Please report, as a single number with no other text, how many lines of the listing contain "below".

• Extracted entries:
━━━

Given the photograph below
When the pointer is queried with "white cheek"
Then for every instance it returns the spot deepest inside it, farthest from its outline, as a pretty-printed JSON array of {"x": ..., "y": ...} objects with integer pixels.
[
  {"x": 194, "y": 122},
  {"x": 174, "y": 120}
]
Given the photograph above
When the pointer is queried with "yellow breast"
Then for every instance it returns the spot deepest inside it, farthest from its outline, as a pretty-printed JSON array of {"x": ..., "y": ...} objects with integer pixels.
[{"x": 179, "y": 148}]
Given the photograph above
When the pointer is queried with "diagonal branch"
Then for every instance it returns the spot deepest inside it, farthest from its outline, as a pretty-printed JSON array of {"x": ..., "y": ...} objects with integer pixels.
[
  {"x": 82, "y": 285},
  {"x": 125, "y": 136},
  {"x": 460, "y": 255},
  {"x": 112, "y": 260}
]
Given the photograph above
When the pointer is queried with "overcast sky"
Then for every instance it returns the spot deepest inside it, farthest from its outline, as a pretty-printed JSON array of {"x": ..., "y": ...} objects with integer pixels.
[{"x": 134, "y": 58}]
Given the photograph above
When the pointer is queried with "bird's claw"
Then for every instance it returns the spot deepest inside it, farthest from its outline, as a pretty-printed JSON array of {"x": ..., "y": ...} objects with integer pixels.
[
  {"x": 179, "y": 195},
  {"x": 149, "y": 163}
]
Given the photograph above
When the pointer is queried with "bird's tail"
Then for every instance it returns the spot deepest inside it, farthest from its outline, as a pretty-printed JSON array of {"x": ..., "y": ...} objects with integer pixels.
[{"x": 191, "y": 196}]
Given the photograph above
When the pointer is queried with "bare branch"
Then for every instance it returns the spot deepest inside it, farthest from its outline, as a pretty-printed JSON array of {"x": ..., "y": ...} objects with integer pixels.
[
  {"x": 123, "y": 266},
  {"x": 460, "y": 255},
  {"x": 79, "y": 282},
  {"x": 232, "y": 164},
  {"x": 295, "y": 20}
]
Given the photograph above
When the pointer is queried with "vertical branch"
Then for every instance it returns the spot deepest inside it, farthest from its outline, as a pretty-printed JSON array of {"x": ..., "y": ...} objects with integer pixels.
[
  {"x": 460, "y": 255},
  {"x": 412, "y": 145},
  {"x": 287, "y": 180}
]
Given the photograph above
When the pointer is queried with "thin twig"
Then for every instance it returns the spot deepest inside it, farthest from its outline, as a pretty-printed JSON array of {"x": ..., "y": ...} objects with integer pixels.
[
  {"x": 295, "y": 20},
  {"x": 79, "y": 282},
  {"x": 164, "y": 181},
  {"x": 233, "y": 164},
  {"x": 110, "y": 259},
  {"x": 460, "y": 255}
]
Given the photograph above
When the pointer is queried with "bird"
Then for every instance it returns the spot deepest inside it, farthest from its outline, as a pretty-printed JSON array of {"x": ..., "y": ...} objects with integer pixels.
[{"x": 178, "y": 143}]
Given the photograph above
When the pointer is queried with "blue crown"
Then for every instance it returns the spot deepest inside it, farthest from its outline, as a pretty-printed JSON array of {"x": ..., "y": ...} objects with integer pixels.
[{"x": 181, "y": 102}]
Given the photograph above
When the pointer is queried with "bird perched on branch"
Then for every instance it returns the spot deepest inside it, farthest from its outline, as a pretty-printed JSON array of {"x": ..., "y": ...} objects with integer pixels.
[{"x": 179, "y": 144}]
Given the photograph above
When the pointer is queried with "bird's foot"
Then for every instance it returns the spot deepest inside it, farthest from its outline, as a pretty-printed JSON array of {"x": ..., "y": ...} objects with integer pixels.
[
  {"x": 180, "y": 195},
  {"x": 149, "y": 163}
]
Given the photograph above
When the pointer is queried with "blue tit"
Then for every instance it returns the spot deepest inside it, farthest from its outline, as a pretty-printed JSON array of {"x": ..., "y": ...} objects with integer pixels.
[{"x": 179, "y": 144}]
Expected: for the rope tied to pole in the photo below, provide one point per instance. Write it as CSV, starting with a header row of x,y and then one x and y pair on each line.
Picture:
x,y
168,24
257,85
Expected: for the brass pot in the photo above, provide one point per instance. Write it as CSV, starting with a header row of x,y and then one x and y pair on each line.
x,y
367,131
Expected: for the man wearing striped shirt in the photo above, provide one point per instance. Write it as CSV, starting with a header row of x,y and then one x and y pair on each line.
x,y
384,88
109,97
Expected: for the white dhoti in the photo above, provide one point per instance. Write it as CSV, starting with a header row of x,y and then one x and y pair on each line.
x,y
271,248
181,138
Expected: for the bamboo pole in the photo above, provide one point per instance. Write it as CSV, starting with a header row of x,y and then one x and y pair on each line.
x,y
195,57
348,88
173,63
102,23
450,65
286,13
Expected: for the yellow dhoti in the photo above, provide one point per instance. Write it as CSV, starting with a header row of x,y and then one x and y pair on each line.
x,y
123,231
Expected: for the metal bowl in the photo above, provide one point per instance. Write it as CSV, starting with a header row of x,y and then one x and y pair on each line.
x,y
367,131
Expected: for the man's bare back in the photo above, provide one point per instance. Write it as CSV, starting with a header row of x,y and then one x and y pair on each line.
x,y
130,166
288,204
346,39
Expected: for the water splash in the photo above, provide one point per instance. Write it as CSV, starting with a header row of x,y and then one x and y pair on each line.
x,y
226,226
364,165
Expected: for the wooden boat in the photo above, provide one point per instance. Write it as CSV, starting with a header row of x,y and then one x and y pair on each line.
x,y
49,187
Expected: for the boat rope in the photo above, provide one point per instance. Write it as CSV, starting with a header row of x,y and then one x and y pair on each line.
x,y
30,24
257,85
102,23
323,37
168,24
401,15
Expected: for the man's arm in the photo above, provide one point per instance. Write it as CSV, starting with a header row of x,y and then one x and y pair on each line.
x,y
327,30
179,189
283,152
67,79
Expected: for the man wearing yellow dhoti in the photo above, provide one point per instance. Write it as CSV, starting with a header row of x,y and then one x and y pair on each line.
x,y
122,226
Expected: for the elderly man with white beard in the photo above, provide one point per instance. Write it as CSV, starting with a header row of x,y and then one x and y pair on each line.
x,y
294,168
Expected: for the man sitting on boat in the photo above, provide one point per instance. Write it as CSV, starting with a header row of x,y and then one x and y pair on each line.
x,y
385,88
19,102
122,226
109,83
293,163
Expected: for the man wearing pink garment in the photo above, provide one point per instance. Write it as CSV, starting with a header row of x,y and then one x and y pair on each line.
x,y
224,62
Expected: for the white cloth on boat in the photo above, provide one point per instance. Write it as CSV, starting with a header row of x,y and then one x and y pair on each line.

━━━

• Task answer:
2